--- Quoted passage Enclosed Below ---
Consider how things might be if you gave thanks every day…communicated appreciation for all the good things others do for you in your practice.
Think about all the people who inspire and help you. In addition to your staff, there may be a vendor who goes the extra mile. Or the mail carrier who has a great sense of humor and adds levity to stressful days. You may feel grateful for their service but is your appreciation obvious to them?
Perhaps you have fallen into the trap of griping (even if only thinking it) about the shortcomings of your employees. Of course your scheduler could chat less and focus more on filling holes in your day. Your clinical assistant could be a better organizer. Reduced tension between the front and back office would be grand.
Be careful. Each grumble puts you into a mindset of depreciation. It’s akin to the half-empty vs. half-full perspective. The former provokes feelings of loss – something’s missing - while the latter leads to feelings of optimism.
At any given moment, each one of us has complete control over what we think. We can enrich the quality of our lives. By raising the level of appreciation in your office you open yourself up to a more bountiful practice.
An attitude of gratitude strengthens employees, makes them more efficient. It heightens morale. It increases teamwork. It makes the office more pleasant. Employees treat patients better. When people feel valued they are more creative and productive.
You say “they know how I feel”, but it’s essential that they hear you say it out loud. True gratitude needs to be personal and genuine. Furthermore, it's not just saying thank you, but how you show it that makes all the difference.
Fostering appreciation in the workplace begins with you, the dental leader. You can make the difference. You can take the responsibility for carrying the spirit of appreciation each day to your practice, letting the power of gratitude revitalize your office.
Appreciation poured into your practice is like water and food to flowers; it helps everything blossom and grow. Things become fresh and alive again. Today, as always, people are craving to be appreciated!
--- End of Enclosed Quoted passage ---
--- Data for analysis Enclosed Below ---
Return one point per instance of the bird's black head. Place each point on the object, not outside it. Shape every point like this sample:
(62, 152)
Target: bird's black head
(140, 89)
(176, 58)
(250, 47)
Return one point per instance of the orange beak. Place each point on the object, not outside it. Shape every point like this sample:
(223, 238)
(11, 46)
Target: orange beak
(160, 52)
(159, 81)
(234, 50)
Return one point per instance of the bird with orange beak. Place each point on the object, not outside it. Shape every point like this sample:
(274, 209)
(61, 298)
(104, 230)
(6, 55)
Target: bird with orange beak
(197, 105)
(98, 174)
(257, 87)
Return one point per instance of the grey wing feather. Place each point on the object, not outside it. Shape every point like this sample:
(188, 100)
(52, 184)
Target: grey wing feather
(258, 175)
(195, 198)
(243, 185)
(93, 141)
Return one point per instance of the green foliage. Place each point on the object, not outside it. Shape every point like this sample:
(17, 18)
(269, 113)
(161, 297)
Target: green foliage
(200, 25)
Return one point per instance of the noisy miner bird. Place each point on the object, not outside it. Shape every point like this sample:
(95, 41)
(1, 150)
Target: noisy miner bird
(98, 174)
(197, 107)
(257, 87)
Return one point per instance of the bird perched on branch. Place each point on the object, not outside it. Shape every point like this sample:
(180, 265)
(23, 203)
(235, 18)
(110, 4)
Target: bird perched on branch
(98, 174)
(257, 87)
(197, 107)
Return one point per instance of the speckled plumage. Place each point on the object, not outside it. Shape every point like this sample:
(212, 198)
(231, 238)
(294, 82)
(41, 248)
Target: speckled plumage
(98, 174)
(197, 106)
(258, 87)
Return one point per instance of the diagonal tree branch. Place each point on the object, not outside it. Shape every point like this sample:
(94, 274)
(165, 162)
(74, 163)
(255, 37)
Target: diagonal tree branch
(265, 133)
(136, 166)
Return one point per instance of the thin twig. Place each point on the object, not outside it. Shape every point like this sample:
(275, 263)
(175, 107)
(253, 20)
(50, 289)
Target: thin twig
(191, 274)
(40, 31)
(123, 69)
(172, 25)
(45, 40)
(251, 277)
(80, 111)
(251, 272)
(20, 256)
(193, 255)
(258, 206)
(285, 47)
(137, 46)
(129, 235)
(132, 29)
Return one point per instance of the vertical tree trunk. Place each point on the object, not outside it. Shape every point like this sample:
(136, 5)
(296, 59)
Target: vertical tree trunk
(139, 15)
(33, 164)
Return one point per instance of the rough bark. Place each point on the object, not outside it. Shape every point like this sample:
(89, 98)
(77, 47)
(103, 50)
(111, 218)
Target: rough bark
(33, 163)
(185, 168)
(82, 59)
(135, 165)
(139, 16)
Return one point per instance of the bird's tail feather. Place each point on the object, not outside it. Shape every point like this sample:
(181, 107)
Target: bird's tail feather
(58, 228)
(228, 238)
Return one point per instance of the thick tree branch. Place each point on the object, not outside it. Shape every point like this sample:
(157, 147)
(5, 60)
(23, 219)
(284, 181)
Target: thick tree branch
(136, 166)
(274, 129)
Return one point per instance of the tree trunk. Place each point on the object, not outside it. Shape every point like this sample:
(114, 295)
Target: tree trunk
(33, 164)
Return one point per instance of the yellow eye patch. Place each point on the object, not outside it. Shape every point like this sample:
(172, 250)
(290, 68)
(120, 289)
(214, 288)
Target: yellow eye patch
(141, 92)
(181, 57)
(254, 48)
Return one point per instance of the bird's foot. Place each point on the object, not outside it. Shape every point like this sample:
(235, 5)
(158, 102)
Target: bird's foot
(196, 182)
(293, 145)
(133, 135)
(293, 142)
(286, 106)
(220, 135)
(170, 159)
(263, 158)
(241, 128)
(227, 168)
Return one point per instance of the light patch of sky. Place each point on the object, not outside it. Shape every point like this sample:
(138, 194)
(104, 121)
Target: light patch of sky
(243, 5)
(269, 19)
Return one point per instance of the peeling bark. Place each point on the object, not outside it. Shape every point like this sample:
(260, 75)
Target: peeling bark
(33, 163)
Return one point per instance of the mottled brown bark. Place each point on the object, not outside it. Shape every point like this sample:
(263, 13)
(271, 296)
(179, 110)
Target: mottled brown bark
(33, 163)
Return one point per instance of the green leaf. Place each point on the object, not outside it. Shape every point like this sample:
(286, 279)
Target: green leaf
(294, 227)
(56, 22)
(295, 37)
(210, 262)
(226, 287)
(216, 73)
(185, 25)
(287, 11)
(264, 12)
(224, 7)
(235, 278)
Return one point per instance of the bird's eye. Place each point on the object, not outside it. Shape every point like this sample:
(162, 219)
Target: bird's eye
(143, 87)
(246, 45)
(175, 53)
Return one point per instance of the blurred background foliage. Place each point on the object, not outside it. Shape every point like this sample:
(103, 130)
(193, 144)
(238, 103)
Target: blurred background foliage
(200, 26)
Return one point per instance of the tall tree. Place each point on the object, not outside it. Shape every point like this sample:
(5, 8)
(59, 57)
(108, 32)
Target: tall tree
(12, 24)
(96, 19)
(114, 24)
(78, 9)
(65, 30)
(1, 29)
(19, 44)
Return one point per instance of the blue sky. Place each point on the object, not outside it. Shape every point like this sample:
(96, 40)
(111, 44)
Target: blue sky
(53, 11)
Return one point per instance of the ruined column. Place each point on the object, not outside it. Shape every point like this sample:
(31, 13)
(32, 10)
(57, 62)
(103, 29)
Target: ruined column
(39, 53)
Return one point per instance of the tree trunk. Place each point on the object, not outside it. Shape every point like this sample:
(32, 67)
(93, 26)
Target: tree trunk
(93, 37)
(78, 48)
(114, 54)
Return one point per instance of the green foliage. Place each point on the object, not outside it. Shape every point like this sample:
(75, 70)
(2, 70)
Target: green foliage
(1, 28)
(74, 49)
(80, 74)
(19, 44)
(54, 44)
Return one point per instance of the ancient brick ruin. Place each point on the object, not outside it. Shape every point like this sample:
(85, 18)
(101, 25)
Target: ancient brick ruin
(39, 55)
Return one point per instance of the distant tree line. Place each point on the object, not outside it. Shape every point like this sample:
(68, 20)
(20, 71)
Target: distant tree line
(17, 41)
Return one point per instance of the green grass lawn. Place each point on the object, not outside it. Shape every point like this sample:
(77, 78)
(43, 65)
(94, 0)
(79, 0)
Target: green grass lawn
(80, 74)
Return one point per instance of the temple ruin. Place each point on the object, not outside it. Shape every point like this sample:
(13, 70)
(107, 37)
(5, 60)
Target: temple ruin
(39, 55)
--- End of Enclosed Data for analysis ---
In the passage on appreciation in a dental practice, what does each grumble put you into? This material is separate from the text.

Each grumble puts you into a mindset of depreciation.